>> start Stored data
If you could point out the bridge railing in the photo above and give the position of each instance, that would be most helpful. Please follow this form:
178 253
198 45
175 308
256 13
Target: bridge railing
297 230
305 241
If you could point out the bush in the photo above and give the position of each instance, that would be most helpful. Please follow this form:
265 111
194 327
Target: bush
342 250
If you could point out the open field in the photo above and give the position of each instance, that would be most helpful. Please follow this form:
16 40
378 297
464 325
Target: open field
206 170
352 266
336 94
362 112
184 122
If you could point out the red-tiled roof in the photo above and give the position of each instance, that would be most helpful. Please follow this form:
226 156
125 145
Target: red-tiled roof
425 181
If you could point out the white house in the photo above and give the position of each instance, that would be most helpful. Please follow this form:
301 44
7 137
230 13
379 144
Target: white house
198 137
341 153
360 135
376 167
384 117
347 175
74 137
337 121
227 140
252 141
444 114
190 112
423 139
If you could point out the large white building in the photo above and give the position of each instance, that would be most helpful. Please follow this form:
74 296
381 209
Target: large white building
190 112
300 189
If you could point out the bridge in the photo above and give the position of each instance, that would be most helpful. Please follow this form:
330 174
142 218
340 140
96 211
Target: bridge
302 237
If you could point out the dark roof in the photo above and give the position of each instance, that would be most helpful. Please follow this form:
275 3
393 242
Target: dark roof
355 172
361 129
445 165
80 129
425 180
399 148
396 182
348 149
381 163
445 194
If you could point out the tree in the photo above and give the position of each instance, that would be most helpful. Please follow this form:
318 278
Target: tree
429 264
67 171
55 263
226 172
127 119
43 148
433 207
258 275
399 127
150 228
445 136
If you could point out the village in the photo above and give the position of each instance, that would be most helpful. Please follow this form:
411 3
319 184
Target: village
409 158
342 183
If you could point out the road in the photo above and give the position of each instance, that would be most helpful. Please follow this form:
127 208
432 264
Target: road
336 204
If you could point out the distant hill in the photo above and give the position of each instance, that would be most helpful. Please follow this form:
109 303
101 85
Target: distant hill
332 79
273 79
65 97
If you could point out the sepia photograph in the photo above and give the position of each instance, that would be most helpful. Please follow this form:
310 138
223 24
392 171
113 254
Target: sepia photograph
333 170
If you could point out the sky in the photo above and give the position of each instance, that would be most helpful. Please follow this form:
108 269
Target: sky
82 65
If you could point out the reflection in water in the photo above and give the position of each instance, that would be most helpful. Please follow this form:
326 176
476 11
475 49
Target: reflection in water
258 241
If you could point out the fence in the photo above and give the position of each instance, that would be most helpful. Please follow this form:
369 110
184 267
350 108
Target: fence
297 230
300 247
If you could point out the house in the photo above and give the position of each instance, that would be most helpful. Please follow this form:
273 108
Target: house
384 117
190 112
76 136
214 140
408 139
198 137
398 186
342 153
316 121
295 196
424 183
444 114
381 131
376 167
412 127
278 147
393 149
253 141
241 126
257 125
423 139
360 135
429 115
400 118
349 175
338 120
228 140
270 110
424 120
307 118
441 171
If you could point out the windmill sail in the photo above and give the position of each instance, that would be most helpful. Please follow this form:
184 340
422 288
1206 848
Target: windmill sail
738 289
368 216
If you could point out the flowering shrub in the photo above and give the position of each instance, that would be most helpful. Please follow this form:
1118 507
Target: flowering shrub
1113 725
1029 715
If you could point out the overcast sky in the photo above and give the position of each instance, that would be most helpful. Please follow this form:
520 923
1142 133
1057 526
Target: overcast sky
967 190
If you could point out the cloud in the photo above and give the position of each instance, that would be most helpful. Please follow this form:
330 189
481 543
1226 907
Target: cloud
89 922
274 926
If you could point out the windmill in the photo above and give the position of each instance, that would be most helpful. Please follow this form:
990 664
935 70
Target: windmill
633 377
>> end Stored data
Type out the material again exactly as presented.

If you could point out the bridge railing in the photo above and give the position of each instance, that would be most helpful. Please follow this form:
178 253
198 45
175 308
256 13
Target: bridge railing
297 230
305 241
If you could point out the bush in the photo above and give the position of each instance, that would be most helpful. Please follow this form:
265 111
194 327
Target: bush
342 250
If you could point out the open field in the photo above and give the position of each instance, that would be most helpful. Please follow this form:
16 40
378 297
464 325
Target: open field
206 170
352 266
336 94
362 112
184 122
If you could point out the red-tiled roof in the photo above and give the position of each instance, that would be most helpful. Please follow this form:
226 156
125 145
Target: red-tiled roof
425 181
If you could point out the white house in the photo above and give the position of each instance, that would be most helpful. Please follow this form:
301 44
7 137
230 13
379 144
Target: white house
198 137
341 153
360 135
376 167
384 117
347 175
74 137
337 121
227 140
252 141
444 114
190 112
423 139
If you could point out the large white building in the photo above and give the position of each instance, that would be most helpful. Please follow this form:
74 296
381 209
Target: large white building
190 112
300 189
If you could point out the bridge in the photo above and give the position of each instance, that would be most helpful. Please follow this form:
330 174
142 218
340 140
96 211
Target: bridge
302 237
If you could point out the dark roof in the photo above and give the position of each instance, that would be most helpful. Please follow this form:
275 3
393 242
Target: dark roof
355 172
361 129
445 165
80 129
425 180
399 148
396 182
348 149
381 163
445 194
If you could point out the tree in the photo above and give the position of each instance, that would be most helpful. Please follow this form:
318 278
Target: tree
429 264
67 171
55 263
226 172
127 119
43 148
433 207
258 275
399 127
150 228
445 136
If you could point out the village in the photo above and give the position of each instance, that would be most helpful. Please follow this form:
411 3
319 184
Target: village
409 158
342 183
If you could point out the road in the photo above and give the position of each instance, that would be most helpful. Please follow this form:
127 208
432 264
Target: road
336 204
If you could point out the distant hill in the photo above and give the position of each instance, that would be most helpful. Please follow this form:
109 303
101 85
Target: distant hill
332 79
273 79
65 97
If you could point out the sepia photograph in the photo above and give the position of each instance, that would be most helpful. Please follow this form:
310 138
223 24
392 171
113 254
Target: sepia photograph
333 170
If you could point out the sky in the photo above and give the position of each instance, that would be most helpful. Please follow this form:
108 269
Target: sky
82 65
If you could point out the reflection in water in the photo above and give the position of each instance, that would be most helpful. Please follow this form:
326 176
476 11
475 49
Target: reflection in water
258 241
If you could point out the fence in the photo above and give the position of each instance, that would be most helpful. Please follow this form:
369 110
184 267
350 108
Target: fence
297 230
300 247
If you could point out the house in the photo above and give the position of each instance, that would be most helpful. Please follow this form:
273 108
Target: house
384 117
190 112
76 136
214 140
408 139
198 137
398 186
342 153
316 121
295 196
424 183
444 114
381 131
376 167
412 127
278 147
393 149
253 141
241 126
257 125
423 139
360 135
429 115
400 118
349 175
338 120
228 140
270 110
424 120
307 118
441 171
If you could point out the windmill sail in the photo above and give the position of each instance, that would be most helpful. Please follow this form:
184 340
422 288
1206 848
Target: windmill sail
738 289
368 216
If you could point out the flowering shrub in the photo above and give the position of each instance, that would be most helpful. Please follow this form:
1118 507
Target: flowering shrub
1113 725
1029 715
If you could point out the overcast sky in the photo above and give the position of each instance, that would be most helpful. Please follow this form:
520 923
1142 133
1057 526
Target: overcast sky
967 190
If you could point out the cloud in the photo above and give the position of each instance, that would be most helpful. Please follow this form:
330 189
481 543
1226 907
Target: cloud
89 922
274 926
If you could point out the windmill in the photo above and give the position of each instance, that would be most helpful. Please follow this form:
990 664
935 70
Target: windmill
633 377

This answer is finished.